Rows from a dataset for box labeling
--------

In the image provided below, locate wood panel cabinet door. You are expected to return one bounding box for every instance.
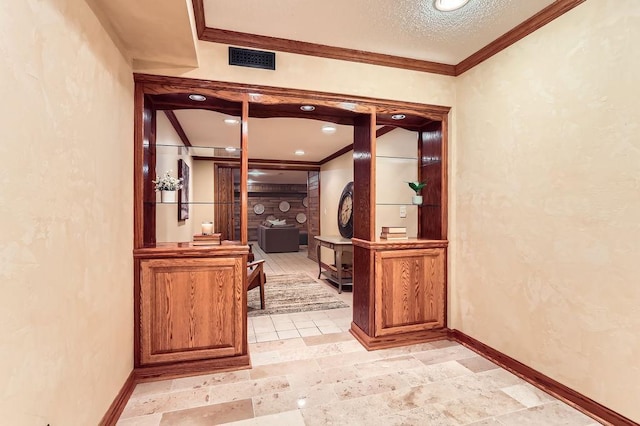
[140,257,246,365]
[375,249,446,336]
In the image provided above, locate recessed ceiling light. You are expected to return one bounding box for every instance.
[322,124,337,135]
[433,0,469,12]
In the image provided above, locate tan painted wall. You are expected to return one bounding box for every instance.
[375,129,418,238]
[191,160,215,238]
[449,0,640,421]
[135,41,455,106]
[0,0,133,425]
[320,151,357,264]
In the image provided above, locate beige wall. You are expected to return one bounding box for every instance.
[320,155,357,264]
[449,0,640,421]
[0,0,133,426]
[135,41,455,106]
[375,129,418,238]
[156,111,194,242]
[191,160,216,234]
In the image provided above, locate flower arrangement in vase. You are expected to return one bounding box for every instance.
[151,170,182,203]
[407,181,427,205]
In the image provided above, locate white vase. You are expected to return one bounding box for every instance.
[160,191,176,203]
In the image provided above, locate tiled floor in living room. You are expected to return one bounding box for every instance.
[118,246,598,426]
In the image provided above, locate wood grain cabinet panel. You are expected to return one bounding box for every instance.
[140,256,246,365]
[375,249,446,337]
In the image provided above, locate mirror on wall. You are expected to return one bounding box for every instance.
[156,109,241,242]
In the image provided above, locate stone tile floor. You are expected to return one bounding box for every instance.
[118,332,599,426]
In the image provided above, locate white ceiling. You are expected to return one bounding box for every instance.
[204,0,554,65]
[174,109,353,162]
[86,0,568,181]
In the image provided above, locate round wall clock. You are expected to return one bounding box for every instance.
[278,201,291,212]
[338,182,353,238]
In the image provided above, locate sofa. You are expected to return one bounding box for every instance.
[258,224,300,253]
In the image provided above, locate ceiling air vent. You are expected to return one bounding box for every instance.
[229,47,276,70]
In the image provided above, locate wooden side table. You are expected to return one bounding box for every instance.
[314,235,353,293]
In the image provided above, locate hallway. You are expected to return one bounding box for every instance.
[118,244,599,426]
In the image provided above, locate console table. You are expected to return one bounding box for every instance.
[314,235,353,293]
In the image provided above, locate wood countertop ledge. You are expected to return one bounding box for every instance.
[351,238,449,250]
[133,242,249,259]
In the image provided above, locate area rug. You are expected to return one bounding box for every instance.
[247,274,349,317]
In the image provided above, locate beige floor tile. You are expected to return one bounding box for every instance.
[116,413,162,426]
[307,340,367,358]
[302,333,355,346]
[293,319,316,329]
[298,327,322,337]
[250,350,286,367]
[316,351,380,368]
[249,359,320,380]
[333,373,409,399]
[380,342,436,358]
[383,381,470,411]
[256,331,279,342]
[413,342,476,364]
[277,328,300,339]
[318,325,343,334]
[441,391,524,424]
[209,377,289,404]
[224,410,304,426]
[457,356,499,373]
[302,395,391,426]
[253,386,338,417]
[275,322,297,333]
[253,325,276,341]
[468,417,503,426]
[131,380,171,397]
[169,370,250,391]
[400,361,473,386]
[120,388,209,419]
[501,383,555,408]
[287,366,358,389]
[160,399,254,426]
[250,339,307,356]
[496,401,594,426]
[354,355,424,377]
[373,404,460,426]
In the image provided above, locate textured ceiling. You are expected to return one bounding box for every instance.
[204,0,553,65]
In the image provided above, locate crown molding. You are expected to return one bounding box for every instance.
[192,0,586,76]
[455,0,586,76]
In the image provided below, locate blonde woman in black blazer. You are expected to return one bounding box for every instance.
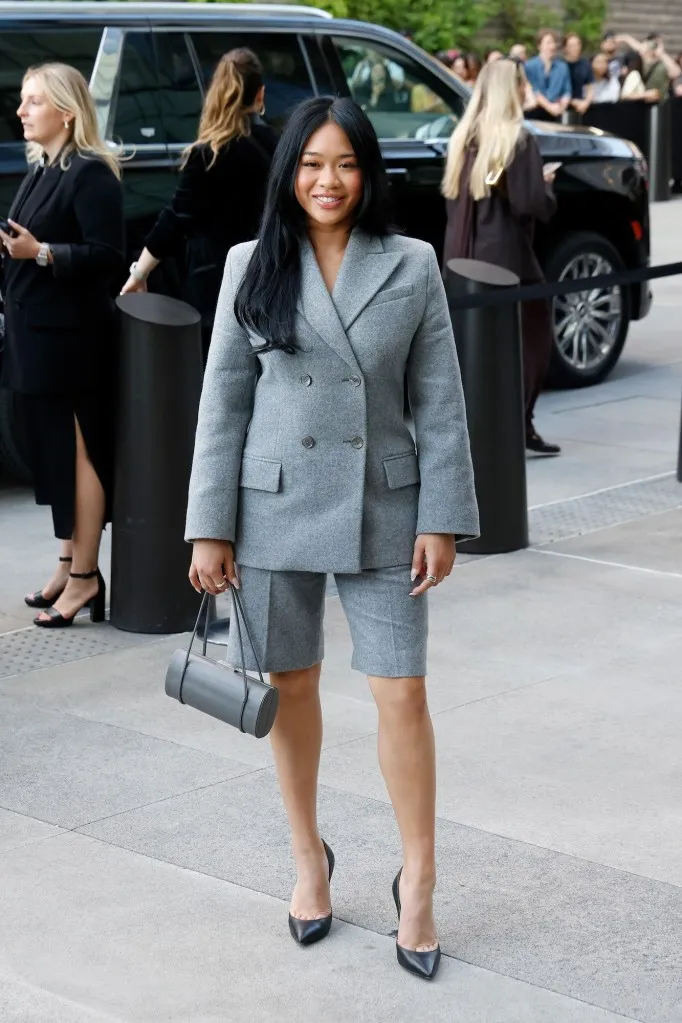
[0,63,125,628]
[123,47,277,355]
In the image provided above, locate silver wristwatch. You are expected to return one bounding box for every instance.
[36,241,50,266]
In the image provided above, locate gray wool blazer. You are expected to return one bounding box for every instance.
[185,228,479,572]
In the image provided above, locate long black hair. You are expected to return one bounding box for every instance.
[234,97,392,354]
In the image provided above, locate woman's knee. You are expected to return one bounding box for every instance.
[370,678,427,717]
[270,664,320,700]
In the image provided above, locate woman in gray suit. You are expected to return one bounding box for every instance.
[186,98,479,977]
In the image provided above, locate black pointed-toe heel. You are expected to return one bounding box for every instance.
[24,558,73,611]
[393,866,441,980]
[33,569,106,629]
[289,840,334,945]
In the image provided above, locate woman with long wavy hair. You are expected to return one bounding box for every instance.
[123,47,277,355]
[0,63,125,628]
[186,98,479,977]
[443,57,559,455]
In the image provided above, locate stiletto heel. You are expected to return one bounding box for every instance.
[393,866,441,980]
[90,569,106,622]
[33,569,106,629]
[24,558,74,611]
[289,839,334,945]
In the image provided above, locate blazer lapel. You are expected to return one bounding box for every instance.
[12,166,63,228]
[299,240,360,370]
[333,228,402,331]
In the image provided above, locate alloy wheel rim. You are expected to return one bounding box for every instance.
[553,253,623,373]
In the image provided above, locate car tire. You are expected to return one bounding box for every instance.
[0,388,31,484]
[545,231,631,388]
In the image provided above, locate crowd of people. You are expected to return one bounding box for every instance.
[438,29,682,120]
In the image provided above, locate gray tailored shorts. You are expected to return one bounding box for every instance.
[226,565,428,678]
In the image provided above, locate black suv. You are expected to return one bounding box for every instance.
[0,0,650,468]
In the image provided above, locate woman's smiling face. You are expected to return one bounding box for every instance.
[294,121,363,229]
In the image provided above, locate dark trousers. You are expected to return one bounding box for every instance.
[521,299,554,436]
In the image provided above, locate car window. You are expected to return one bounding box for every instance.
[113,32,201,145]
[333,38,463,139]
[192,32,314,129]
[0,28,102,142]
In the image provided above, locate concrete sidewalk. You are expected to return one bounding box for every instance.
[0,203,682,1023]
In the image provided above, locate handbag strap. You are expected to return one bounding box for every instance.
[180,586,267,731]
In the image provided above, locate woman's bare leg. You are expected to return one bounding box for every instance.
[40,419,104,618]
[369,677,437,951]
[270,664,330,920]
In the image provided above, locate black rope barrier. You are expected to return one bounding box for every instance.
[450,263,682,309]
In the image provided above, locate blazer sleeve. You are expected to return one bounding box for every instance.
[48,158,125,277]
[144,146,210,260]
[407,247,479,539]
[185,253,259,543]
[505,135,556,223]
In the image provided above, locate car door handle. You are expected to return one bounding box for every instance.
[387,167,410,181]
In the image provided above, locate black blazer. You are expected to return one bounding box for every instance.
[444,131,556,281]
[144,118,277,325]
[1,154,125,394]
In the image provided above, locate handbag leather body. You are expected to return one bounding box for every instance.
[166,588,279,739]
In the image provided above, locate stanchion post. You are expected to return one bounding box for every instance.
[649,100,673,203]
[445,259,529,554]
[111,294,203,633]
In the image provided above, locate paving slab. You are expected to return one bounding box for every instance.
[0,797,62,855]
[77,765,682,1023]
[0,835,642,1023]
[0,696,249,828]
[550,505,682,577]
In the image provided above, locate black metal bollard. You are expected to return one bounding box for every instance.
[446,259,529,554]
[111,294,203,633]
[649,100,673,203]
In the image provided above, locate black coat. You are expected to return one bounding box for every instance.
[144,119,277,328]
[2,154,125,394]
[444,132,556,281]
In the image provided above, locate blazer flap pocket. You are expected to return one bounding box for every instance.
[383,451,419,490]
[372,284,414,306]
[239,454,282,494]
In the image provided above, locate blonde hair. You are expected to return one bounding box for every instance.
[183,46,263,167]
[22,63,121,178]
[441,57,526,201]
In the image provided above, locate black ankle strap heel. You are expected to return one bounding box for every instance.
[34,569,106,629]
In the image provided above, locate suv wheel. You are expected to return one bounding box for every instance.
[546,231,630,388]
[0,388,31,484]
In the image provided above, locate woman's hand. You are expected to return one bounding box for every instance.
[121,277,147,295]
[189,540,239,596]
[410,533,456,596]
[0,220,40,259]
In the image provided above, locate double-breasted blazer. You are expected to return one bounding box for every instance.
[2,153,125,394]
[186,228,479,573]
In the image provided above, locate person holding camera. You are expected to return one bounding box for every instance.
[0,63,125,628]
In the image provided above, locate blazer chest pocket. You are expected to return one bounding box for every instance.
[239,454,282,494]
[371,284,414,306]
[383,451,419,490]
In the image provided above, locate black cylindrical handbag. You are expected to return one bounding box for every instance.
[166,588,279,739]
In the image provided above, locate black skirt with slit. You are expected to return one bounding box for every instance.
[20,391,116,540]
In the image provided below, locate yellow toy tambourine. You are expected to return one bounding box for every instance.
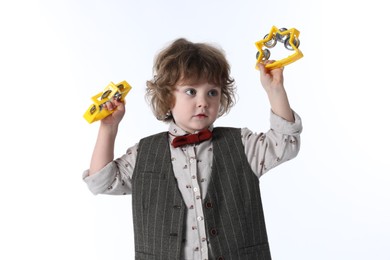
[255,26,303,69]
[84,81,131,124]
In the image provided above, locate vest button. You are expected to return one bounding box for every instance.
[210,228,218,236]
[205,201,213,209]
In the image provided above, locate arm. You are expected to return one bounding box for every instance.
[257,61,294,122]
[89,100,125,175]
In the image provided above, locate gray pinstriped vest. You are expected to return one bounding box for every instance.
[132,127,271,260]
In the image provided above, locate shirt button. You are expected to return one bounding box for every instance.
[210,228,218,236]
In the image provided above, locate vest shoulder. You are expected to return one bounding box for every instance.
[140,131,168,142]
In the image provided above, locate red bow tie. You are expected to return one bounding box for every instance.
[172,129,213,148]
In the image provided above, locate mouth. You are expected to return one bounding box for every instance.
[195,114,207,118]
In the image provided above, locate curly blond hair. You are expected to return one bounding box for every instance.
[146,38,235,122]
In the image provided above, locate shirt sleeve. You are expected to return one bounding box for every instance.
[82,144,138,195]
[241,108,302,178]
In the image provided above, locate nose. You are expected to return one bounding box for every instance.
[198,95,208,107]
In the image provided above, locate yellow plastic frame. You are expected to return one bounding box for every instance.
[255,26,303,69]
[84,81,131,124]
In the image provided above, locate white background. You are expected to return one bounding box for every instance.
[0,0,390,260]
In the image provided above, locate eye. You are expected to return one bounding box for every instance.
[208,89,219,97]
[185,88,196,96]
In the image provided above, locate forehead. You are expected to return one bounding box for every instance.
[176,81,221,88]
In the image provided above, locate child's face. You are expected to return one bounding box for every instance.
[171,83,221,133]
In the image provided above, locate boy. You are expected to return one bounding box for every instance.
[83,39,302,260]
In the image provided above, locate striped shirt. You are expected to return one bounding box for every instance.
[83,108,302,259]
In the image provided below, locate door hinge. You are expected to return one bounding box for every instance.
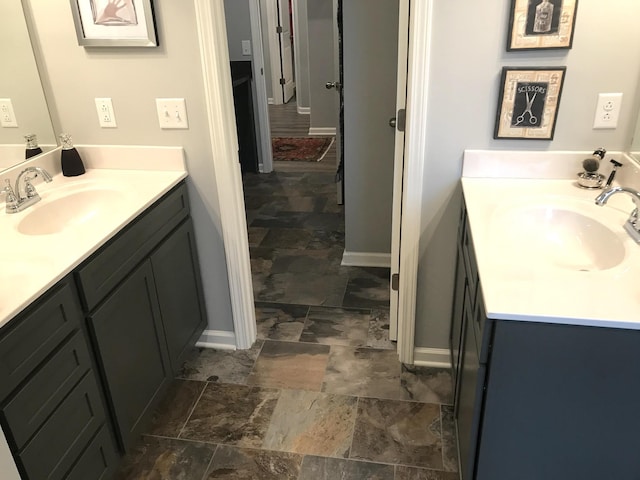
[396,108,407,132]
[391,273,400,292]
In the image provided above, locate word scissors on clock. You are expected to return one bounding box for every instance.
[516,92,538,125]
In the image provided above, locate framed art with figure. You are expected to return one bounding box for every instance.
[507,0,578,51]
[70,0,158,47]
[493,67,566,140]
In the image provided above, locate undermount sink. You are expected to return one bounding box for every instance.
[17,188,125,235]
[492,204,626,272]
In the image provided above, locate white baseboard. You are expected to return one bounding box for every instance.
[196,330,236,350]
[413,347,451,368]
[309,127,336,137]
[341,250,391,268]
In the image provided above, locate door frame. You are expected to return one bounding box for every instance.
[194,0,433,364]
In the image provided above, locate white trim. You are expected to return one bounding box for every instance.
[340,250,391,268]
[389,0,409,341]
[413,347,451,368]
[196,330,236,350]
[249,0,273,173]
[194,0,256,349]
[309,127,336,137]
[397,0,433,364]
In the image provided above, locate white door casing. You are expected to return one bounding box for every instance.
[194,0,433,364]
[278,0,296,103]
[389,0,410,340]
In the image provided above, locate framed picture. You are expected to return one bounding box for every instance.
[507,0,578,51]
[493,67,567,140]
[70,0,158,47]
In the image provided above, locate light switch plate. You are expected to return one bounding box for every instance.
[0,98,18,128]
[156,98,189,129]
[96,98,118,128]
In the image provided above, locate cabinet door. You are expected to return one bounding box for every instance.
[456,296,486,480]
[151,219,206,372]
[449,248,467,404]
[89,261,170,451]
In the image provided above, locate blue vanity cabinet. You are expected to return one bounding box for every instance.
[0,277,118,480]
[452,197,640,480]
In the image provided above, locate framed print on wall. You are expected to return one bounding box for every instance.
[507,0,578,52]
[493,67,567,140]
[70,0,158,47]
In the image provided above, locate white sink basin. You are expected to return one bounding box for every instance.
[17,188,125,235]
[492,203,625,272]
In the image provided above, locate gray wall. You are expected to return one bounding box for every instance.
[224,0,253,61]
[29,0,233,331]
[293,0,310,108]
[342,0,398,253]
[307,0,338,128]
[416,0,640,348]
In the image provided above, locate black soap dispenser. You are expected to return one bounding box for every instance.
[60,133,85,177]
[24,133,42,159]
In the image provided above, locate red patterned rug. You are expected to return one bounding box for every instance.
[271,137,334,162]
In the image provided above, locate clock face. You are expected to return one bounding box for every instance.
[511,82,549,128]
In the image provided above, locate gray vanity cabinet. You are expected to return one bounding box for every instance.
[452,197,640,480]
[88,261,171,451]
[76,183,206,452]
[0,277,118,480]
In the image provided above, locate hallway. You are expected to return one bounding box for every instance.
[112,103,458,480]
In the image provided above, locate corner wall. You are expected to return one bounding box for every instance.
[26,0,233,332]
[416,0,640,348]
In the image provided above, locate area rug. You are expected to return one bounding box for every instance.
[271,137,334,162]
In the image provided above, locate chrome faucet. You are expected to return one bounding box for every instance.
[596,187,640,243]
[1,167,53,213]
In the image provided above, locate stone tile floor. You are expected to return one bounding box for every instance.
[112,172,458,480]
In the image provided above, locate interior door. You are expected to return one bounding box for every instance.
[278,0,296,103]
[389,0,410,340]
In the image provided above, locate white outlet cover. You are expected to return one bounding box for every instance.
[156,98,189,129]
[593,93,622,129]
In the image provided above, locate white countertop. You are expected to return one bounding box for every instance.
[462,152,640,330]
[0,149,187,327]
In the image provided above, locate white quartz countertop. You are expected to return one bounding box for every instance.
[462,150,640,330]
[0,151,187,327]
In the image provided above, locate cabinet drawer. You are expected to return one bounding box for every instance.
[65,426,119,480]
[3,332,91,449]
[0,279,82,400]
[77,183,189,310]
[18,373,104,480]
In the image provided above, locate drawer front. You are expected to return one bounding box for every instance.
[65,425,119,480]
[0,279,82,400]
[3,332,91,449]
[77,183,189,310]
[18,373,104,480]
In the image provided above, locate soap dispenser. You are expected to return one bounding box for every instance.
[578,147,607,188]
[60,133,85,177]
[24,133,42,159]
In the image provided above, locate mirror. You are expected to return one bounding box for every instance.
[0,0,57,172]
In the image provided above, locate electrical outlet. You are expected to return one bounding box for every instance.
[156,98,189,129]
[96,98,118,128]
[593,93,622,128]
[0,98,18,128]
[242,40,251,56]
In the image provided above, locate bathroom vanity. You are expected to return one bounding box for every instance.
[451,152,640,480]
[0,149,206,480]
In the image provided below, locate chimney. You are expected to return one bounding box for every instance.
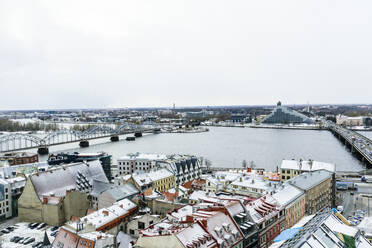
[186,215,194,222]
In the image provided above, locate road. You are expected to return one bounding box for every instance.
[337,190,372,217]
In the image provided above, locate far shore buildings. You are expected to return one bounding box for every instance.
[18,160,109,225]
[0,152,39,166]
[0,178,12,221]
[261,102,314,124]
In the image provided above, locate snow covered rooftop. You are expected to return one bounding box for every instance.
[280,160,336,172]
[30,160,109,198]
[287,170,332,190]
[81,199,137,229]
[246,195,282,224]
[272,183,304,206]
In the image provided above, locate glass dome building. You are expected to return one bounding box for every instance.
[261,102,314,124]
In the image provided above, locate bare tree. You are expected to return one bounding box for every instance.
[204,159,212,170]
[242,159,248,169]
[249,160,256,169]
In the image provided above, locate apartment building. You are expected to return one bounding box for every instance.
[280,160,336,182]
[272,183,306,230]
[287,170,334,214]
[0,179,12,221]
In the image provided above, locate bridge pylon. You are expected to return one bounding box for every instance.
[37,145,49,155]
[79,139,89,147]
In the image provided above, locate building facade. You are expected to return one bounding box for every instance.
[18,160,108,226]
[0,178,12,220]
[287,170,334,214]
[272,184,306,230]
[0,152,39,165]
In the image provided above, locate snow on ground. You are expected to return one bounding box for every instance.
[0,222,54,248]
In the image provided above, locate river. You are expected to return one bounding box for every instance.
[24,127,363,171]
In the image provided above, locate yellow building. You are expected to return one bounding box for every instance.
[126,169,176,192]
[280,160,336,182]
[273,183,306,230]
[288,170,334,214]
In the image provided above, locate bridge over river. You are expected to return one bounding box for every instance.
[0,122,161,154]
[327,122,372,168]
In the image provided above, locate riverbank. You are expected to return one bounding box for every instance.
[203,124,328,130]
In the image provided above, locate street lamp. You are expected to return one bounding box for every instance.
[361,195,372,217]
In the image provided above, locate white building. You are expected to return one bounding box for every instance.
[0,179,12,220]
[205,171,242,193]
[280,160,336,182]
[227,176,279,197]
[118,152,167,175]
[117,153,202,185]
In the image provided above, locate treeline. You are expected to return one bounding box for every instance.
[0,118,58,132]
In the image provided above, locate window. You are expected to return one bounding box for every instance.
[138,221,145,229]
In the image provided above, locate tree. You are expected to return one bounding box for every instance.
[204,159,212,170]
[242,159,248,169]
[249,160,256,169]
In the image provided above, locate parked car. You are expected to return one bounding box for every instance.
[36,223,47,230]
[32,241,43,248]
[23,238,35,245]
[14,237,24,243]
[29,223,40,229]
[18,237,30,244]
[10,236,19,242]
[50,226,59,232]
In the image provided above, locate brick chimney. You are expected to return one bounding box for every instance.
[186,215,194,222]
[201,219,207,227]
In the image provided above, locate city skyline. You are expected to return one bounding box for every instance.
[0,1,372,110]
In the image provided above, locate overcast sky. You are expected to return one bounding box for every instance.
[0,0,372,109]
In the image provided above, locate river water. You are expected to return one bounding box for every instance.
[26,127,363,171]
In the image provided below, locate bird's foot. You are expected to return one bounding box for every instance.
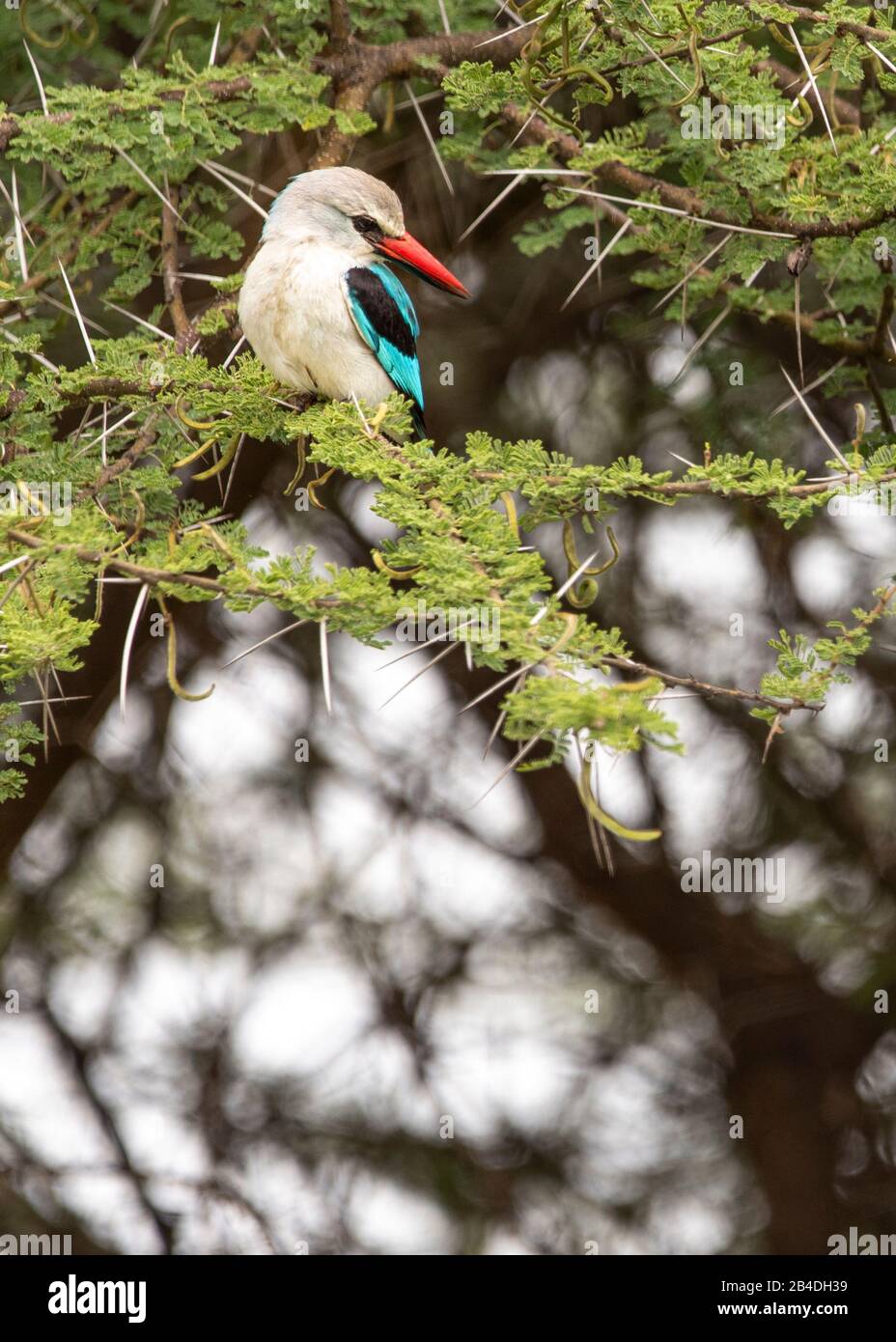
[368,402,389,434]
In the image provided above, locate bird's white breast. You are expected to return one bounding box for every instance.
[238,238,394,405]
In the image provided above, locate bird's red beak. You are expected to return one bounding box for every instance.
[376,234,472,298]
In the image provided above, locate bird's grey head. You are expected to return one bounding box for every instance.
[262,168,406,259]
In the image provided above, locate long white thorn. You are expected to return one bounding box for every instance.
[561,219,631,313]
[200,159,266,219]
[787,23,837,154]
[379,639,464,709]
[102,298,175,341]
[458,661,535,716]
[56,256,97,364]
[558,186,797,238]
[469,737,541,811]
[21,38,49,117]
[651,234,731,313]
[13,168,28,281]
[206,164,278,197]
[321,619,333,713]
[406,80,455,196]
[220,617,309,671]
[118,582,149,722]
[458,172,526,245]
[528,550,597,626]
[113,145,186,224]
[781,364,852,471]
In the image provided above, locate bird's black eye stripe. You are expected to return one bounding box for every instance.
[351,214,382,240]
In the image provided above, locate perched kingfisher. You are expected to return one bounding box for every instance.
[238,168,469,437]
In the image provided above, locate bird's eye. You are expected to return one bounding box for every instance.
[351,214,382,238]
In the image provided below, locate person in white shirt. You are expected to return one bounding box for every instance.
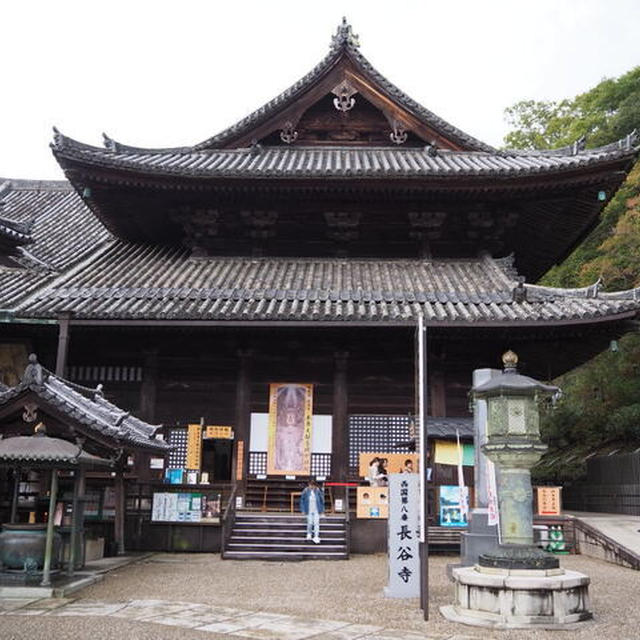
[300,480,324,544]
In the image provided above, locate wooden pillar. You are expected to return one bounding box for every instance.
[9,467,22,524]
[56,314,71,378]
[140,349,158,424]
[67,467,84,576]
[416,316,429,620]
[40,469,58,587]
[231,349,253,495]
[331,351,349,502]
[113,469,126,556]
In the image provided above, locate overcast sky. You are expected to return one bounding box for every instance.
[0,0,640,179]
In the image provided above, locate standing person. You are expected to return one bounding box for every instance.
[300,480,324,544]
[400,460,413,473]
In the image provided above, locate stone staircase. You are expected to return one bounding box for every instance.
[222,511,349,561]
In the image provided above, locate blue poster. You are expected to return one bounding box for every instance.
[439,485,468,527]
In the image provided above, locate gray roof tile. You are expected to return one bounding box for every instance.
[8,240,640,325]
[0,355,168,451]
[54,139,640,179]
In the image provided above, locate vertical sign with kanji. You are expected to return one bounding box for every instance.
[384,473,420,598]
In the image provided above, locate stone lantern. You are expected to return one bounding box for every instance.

--------

» To do: Reproduce the records word for word, from the start of the records through the line that contains "[433,0,469,12]", both ends included. Leave the pictures out of your answer.

» Complete answer:
In the image provided below, locate wood panel cabinet door. You are expected to return one bounding box for every instance.
[140,257,246,365]
[375,249,446,336]
In the image provided above, locate recessed ceiling light. You are expected to return one bounding box for every instance.
[322,124,337,135]
[433,0,469,12]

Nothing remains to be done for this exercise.